Records from a collection:
+--
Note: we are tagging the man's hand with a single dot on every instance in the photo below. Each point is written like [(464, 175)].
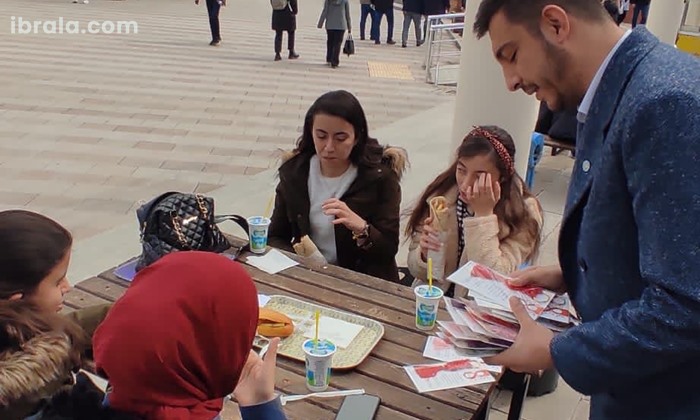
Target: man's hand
[(548, 277), (530, 352)]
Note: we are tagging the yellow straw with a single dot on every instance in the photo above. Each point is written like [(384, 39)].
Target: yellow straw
[(268, 210), (430, 276), (318, 316)]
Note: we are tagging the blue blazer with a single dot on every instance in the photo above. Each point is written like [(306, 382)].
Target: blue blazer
[(629, 243)]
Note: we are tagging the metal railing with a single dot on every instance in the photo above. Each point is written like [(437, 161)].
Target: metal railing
[(438, 35)]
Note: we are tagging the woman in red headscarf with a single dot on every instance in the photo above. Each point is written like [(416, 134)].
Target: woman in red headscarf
[(180, 340)]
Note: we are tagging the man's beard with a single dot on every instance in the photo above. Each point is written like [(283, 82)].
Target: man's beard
[(559, 61)]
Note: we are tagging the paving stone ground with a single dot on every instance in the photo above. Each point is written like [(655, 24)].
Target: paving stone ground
[(92, 123)]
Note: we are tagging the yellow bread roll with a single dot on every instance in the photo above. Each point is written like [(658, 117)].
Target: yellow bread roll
[(274, 324)]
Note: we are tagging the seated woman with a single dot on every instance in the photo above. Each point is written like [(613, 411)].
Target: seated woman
[(33, 267), (493, 219), (341, 188), (180, 340)]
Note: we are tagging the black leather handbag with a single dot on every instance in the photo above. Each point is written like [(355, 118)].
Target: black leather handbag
[(181, 222)]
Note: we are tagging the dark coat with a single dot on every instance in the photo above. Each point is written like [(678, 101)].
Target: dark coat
[(375, 195), (285, 19), (435, 7), (383, 5), (628, 244), (42, 368), (413, 6)]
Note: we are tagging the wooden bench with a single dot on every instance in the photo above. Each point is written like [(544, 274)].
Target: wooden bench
[(380, 374)]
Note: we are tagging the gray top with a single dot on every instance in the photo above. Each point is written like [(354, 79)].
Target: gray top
[(336, 15)]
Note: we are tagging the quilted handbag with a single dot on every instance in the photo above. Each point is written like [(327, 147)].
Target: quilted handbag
[(181, 222)]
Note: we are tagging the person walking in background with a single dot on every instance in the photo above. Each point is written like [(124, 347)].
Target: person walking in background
[(285, 20), (432, 8), (366, 9), (213, 7), (384, 8), (336, 16), (412, 11), (640, 6)]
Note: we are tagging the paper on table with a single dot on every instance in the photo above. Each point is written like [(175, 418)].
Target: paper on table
+--
● **EXERCISE**: Write out again the data from the line containing "Note: we are tagging the yellow bread" up to and including the line containing "[(274, 324)]". Offset every coordinate in the answers by adding 12 to each number, and leave all other lines unchanged.

● **TASK OUTPUT**:
Note: we are tagging the yellow bread roll with a single dot on every instance in the photo above. Each point is written like [(658, 117)].
Target: yellow bread roll
[(286, 336)]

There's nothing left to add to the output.